◆ Task to carry out ◆
Pick out each line in the rows below that contains the word "rooftop" and copy it.

----

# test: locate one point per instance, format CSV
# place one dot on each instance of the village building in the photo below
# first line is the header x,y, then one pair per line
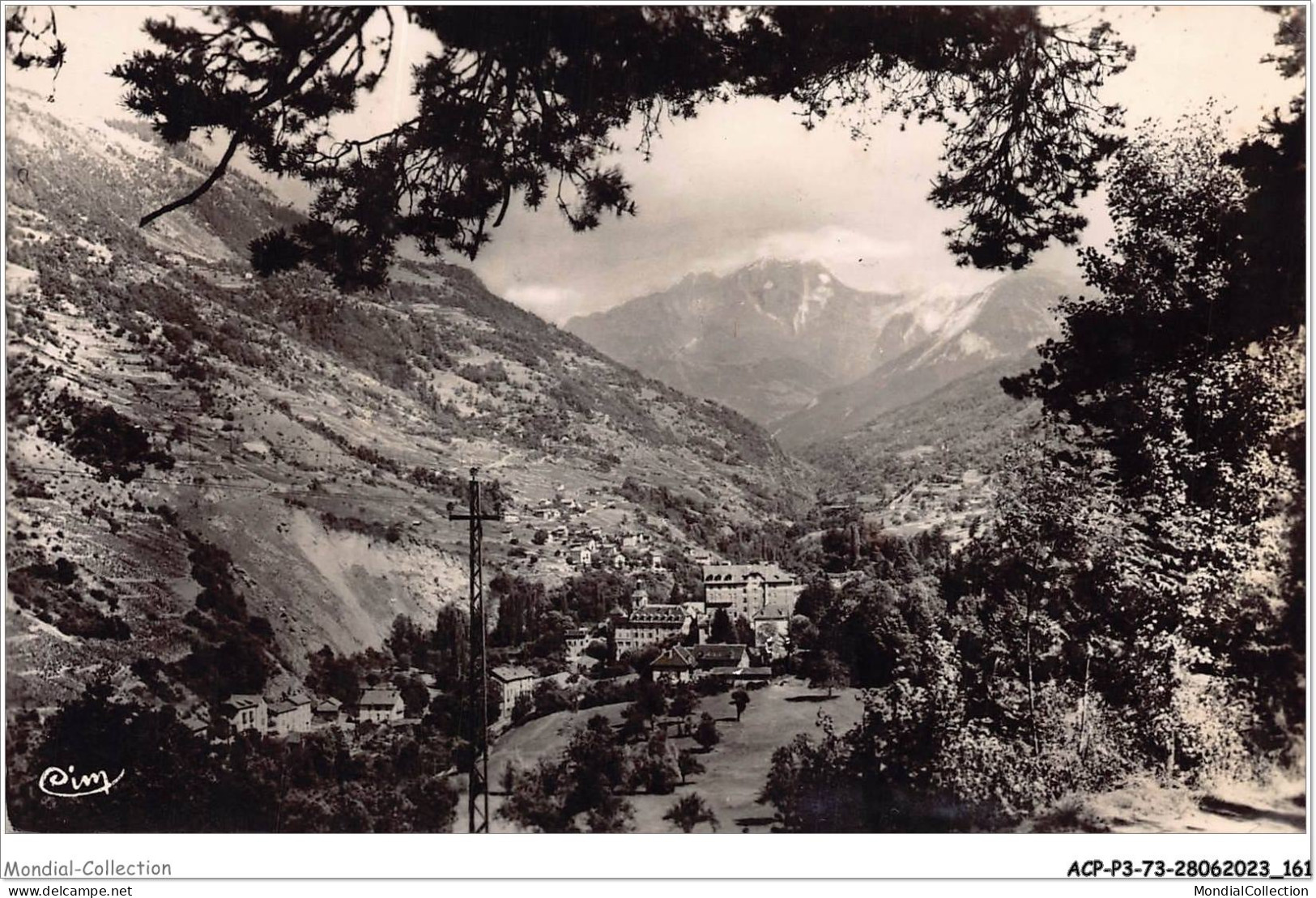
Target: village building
x,y
577,641
381,706
328,711
246,713
290,715
650,624
677,664
747,590
743,675
512,683
713,658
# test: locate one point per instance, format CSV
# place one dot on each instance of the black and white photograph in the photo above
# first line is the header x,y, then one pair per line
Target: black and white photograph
x,y
623,419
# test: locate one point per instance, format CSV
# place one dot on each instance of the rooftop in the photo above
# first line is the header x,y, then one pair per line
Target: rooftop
x,y
674,658
378,697
511,673
241,702
718,653
658,614
732,574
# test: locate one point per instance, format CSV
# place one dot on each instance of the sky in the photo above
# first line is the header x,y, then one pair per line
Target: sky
x,y
747,181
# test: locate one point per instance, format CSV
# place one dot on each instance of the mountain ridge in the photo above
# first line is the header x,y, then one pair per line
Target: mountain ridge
x,y
286,453
808,357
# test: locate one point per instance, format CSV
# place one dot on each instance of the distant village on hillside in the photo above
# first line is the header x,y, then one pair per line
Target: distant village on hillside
x,y
688,637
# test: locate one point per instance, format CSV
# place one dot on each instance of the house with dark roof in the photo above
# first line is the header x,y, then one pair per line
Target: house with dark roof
x,y
381,706
675,664
328,711
747,590
512,681
246,713
650,624
290,715
709,658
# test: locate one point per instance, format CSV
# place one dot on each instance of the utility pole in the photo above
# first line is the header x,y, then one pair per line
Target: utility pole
x,y
477,679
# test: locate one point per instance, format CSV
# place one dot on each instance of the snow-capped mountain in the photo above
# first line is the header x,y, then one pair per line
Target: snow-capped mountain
x,y
793,348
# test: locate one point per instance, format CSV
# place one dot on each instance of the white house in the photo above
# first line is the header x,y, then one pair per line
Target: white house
x,y
747,590
290,715
381,706
248,713
649,624
512,681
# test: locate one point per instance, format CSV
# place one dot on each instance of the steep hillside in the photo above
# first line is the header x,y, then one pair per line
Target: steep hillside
x,y
1000,324
764,340
932,462
217,473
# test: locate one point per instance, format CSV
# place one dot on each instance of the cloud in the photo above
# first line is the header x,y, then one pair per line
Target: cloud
x,y
547,300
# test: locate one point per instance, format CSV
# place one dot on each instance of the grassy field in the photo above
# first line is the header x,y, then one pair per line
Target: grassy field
x,y
736,768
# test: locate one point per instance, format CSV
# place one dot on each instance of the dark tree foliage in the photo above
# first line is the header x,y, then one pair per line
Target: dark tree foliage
x,y
688,811
32,40
574,792
522,102
722,630
175,782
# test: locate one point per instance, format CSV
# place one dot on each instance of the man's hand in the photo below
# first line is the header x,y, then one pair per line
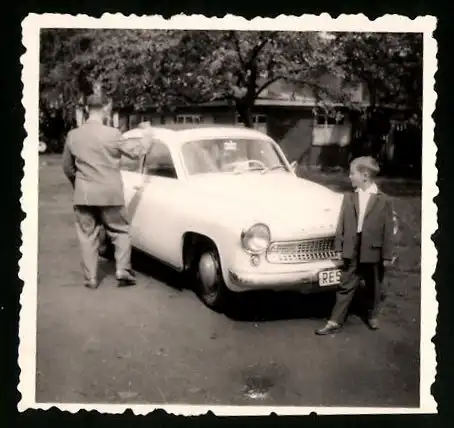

----

◆ Full answer ◆
# place one dot on each instance of the rooftop in the photo above
Target: rooftop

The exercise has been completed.